▶ Task instructions:
Put every line of the listing below into a Markdown table with two columns, "Row" for the line number and "Line" for the line itself, and leave out any blank lines.

▶ Source records:
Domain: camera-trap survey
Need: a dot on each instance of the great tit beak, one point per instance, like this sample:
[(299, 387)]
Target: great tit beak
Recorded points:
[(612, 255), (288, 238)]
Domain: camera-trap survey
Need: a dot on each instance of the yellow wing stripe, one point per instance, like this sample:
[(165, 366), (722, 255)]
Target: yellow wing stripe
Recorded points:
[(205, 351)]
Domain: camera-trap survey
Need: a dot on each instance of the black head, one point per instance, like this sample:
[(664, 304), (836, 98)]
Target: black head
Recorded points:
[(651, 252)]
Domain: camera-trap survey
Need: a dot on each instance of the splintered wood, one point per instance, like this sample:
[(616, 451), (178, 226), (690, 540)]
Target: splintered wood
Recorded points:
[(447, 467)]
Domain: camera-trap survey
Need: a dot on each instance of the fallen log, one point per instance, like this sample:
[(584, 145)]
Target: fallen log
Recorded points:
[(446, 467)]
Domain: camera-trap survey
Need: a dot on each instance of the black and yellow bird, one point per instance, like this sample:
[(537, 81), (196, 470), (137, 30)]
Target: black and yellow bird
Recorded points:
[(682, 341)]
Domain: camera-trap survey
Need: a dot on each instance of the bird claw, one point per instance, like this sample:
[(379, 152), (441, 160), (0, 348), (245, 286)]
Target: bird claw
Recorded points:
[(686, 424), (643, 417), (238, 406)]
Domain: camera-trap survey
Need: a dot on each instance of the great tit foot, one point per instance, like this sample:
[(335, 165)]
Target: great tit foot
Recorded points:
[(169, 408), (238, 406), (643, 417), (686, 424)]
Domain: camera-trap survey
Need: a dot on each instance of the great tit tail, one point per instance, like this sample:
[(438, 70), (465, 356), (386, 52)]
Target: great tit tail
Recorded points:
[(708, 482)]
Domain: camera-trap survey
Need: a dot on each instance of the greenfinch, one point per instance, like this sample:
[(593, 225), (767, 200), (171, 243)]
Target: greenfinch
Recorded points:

▶ The completed task:
| Row | Line |
|---|---|
| 1 | Domain: camera-trap survey |
| 2 | Need: a dot on each instance of the great tit beak, one point per instance, like this sample: |
| 3 | [(299, 387)] |
| 4 | Target: great tit beak |
| 5 | Recorded points: |
| 6 | [(612, 255), (288, 238)] |
| 7 | Domain: camera-trap survey |
| 8 | Need: a dot on each instance of the yellow wing stripe, one point per instance, like this sample: |
| 9 | [(165, 366), (722, 255)] |
| 10 | Target: yellow wing stripe |
| 11 | Recorded points: |
| 12 | [(205, 351)] |
| 13 | Domain: camera-trap survey |
| 14 | Need: a dot on each instance of the black head, one point per instance, like this sample: |
| 15 | [(664, 304), (836, 98)] |
| 16 | Target: black head |
| 17 | Recorded points: |
| 18 | [(651, 252)] |
| 19 | Domain: camera-trap survey |
| 20 | Need: a dot on each instance of the splintered wood, one point per instance, like this sample: |
| 21 | [(616, 451), (178, 226), (690, 540)] |
| 22 | Target: splintered wood |
| 23 | Recorded points: |
| 24 | [(447, 467)] |
| 25 | Domain: camera-trap survey |
| 26 | Need: a dot on each instance of the fallen log, one point per instance, like this sample: |
| 27 | [(584, 145)] |
| 28 | Target: fallen log |
| 29 | Recorded points: |
| 30 | [(446, 467)] |
| 31 | Domain: camera-trap survey |
| 32 | Need: a dot on each instance of the black and yellow bird, one point per instance, like this sample: |
| 33 | [(537, 81), (196, 470), (137, 30)] |
| 34 | Target: black and yellow bird |
| 35 | Recorded points: |
| 36 | [(682, 341)] |
| 37 | Domain: camera-trap survey |
| 38 | Need: a dot on each instance of the bird claw, one point per instance, like this sample: |
| 39 | [(379, 152), (441, 160), (0, 348), (245, 286)] |
| 40 | Target: bird claw |
| 41 | Recorded points: |
| 42 | [(686, 424), (643, 417), (238, 406)] |
| 43 | Domain: camera-trap survey |
| 44 | Need: a dot on each instance of the great tit foot, one point per instance, like this sample: |
| 45 | [(335, 165)] |
| 46 | Target: great tit foot |
| 47 | Recorded points: |
| 48 | [(169, 408), (238, 406), (643, 417), (686, 424)] |
| 49 | Domain: camera-trap survey |
| 50 | Need: a dot on each instance of the great tit tail, one point per instance, like this sample: |
| 51 | [(438, 70), (465, 356), (386, 52)] |
| 52 | Target: great tit tail |
| 53 | Recorded points: |
| 54 | [(708, 482)] |
| 55 | Domain: camera-trap survey |
| 56 | Need: a dot on each instance of the greenfinch, one point per instance, like this sample: |
| 57 | [(593, 225), (767, 200), (171, 243)] |
| 58 | Target: greenfinch |
| 59 | Recorded points: |